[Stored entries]
===============
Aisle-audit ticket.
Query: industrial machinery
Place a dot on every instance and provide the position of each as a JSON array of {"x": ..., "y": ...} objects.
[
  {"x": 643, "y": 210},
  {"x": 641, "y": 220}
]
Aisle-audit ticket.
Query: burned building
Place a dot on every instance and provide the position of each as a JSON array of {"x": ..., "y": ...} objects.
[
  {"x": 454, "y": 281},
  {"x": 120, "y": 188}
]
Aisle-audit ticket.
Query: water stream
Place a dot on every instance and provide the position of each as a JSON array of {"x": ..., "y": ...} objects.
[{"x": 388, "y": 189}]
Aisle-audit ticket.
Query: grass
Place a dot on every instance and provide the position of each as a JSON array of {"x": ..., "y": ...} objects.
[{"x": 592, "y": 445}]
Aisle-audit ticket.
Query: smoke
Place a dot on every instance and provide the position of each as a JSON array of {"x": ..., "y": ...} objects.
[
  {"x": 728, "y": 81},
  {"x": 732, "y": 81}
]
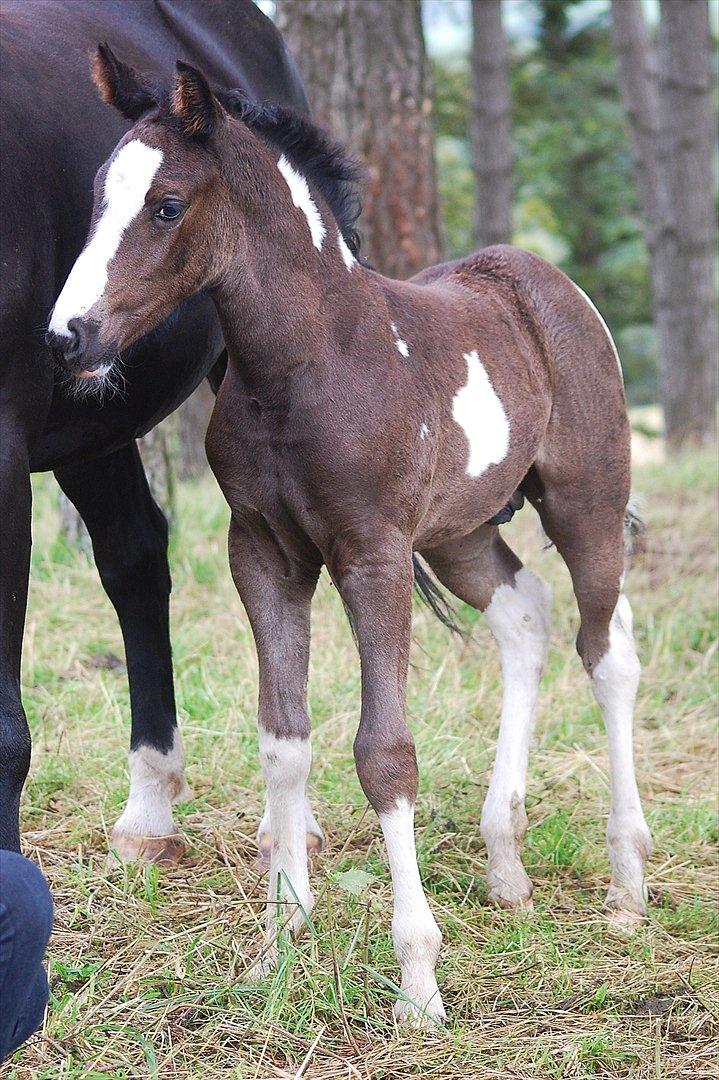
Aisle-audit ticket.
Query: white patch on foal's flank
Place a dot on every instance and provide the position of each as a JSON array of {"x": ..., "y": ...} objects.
[
  {"x": 157, "y": 780},
  {"x": 605, "y": 326},
  {"x": 301, "y": 198},
  {"x": 415, "y": 932},
  {"x": 348, "y": 257},
  {"x": 478, "y": 410},
  {"x": 402, "y": 347},
  {"x": 127, "y": 180}
]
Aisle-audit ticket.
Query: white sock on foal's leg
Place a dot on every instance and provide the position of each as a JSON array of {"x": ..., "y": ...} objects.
[
  {"x": 417, "y": 937},
  {"x": 314, "y": 836},
  {"x": 519, "y": 618},
  {"x": 146, "y": 829},
  {"x": 614, "y": 682},
  {"x": 286, "y": 767}
]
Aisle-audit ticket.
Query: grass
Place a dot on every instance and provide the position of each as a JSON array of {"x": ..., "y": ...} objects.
[{"x": 146, "y": 964}]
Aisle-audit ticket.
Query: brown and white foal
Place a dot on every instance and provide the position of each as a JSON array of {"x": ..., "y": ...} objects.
[{"x": 362, "y": 420}]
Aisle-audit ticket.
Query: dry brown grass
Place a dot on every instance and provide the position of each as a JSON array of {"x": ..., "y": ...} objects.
[{"x": 147, "y": 967}]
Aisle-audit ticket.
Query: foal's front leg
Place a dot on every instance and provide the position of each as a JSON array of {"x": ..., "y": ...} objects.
[
  {"x": 277, "y": 603},
  {"x": 378, "y": 592}
]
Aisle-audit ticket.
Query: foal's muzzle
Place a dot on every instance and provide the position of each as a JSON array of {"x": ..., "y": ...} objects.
[{"x": 80, "y": 350}]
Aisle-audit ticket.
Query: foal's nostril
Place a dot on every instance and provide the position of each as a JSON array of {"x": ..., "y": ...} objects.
[{"x": 75, "y": 343}]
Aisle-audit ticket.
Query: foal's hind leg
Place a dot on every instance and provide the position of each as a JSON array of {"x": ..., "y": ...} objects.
[
  {"x": 593, "y": 548},
  {"x": 482, "y": 570}
]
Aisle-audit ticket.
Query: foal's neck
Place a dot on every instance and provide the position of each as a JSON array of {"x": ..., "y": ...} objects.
[{"x": 295, "y": 294}]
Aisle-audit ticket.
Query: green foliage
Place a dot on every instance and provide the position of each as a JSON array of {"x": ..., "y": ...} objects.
[{"x": 575, "y": 198}]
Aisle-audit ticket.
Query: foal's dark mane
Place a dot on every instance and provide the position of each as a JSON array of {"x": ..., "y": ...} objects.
[{"x": 325, "y": 163}]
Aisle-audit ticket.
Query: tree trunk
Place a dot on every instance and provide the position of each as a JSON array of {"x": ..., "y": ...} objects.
[
  {"x": 489, "y": 125},
  {"x": 686, "y": 299},
  {"x": 672, "y": 127},
  {"x": 368, "y": 78}
]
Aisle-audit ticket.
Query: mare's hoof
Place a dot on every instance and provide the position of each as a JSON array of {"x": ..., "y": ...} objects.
[
  {"x": 411, "y": 1014},
  {"x": 265, "y": 844},
  {"x": 163, "y": 850}
]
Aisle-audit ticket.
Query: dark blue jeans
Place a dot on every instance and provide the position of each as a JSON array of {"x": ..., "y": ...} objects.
[{"x": 26, "y": 919}]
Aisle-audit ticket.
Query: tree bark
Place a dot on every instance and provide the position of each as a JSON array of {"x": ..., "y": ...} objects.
[
  {"x": 368, "y": 79},
  {"x": 667, "y": 99},
  {"x": 687, "y": 302},
  {"x": 489, "y": 125}
]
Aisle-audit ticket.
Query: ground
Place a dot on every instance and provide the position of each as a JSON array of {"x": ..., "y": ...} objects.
[{"x": 147, "y": 966}]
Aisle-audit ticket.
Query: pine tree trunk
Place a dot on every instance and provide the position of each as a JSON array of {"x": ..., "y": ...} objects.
[
  {"x": 368, "y": 78},
  {"x": 687, "y": 301},
  {"x": 489, "y": 125},
  {"x": 672, "y": 126}
]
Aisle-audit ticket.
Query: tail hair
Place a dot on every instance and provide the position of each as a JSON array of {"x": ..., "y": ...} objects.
[
  {"x": 436, "y": 598},
  {"x": 635, "y": 527}
]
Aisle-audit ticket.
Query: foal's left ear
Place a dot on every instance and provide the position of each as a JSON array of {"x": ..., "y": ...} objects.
[{"x": 193, "y": 102}]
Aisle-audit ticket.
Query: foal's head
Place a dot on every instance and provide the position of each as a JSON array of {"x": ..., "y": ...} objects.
[{"x": 172, "y": 206}]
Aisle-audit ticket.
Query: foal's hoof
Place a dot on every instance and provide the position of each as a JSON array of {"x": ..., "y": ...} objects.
[
  {"x": 412, "y": 1014},
  {"x": 625, "y": 908},
  {"x": 163, "y": 850},
  {"x": 265, "y": 844},
  {"x": 511, "y": 890}
]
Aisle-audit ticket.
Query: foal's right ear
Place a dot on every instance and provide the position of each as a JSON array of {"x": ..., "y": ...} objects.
[{"x": 120, "y": 85}]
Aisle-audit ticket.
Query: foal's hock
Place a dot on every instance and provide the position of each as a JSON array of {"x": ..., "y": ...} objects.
[{"x": 364, "y": 419}]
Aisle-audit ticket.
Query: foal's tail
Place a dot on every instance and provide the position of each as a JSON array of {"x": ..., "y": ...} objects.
[
  {"x": 436, "y": 598},
  {"x": 635, "y": 526}
]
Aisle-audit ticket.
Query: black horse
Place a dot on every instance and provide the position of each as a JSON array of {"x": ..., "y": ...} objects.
[{"x": 54, "y": 134}]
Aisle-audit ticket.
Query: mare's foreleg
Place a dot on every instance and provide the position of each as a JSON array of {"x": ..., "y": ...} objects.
[
  {"x": 482, "y": 570},
  {"x": 377, "y": 585},
  {"x": 15, "y": 503},
  {"x": 130, "y": 540},
  {"x": 277, "y": 602}
]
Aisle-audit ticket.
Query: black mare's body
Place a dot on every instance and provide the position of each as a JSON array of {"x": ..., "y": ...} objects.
[{"x": 54, "y": 133}]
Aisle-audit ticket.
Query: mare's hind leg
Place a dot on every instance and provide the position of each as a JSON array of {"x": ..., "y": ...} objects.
[
  {"x": 593, "y": 549},
  {"x": 130, "y": 540},
  {"x": 482, "y": 570}
]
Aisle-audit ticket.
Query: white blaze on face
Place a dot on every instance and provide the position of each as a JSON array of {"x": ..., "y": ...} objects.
[
  {"x": 303, "y": 201},
  {"x": 605, "y": 327},
  {"x": 479, "y": 413},
  {"x": 126, "y": 184}
]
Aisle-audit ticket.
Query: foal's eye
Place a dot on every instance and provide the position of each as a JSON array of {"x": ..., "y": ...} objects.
[{"x": 171, "y": 210}]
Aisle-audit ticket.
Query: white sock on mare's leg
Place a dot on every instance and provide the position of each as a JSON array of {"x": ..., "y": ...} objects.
[
  {"x": 415, "y": 931},
  {"x": 519, "y": 618},
  {"x": 146, "y": 829},
  {"x": 614, "y": 682}
]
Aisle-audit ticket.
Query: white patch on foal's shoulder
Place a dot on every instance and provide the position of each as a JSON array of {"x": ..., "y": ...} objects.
[
  {"x": 401, "y": 346},
  {"x": 302, "y": 199},
  {"x": 127, "y": 180},
  {"x": 605, "y": 326},
  {"x": 478, "y": 410},
  {"x": 348, "y": 257}
]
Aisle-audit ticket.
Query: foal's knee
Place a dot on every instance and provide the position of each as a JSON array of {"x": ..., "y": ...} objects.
===============
- **Aim of the task**: There is a run of lines above from the one with "Query: foal's muzzle" to the one with "Query: foal's hind leg"; print exactly that run, both ends included, and nothing else.

- **Solution for this exercise**:
Query: foal's muzzle
Place a dot on every instance and provide the position of each as a JSON array of {"x": ..., "y": ...} objects.
[{"x": 80, "y": 350}]
Aisle-audit ticket.
Query: foal's nostril
Place a dot on every instance and provide the position of each as a JSON array of {"x": ..., "y": ...} objects.
[{"x": 75, "y": 343}]
Aisle-audit ticket.
Query: foal's hind leg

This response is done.